## Required work
Reproduce word for word the rows from the line containing "In the photograph above, where can the building" through the line containing "(1208, 721)", including both of those lines.

## Data section
■ ■ ■ ■ ■ ■ ■
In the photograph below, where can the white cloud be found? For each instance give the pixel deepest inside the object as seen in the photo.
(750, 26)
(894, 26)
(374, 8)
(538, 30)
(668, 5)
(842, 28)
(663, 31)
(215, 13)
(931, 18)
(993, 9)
■ ■ ■ ■ ■ ■ ■
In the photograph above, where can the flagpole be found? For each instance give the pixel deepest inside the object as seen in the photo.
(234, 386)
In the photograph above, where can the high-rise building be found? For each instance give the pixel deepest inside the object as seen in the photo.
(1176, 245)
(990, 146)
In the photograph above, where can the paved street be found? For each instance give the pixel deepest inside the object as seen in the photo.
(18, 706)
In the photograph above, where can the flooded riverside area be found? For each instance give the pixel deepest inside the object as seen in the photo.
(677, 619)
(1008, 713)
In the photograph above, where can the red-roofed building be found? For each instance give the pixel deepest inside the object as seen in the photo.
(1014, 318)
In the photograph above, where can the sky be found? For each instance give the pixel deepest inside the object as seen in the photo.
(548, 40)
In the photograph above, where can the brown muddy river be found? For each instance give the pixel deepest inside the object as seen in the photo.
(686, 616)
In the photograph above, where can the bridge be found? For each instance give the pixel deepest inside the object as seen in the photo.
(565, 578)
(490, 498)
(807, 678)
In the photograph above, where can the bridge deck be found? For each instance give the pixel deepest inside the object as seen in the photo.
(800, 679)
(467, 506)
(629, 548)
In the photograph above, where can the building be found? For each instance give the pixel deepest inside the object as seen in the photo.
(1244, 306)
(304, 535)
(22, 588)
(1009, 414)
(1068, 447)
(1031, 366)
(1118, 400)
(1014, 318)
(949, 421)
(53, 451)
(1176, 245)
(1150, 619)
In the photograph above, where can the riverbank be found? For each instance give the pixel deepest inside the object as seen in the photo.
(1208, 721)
■ ■ ■ ■ ■ ■ ■
## Response below
In the photograph above, where can the building be found? For each instance give the pixel deepest inside the object as seen in the photo.
(1244, 306)
(304, 535)
(22, 588)
(1009, 414)
(1068, 447)
(1031, 366)
(1118, 400)
(1014, 318)
(949, 421)
(53, 451)
(1176, 245)
(1150, 619)
In the photograph above, where can the riverbank be found? For each instance give the pixel deepest inside the object as seen in the photo.
(1208, 721)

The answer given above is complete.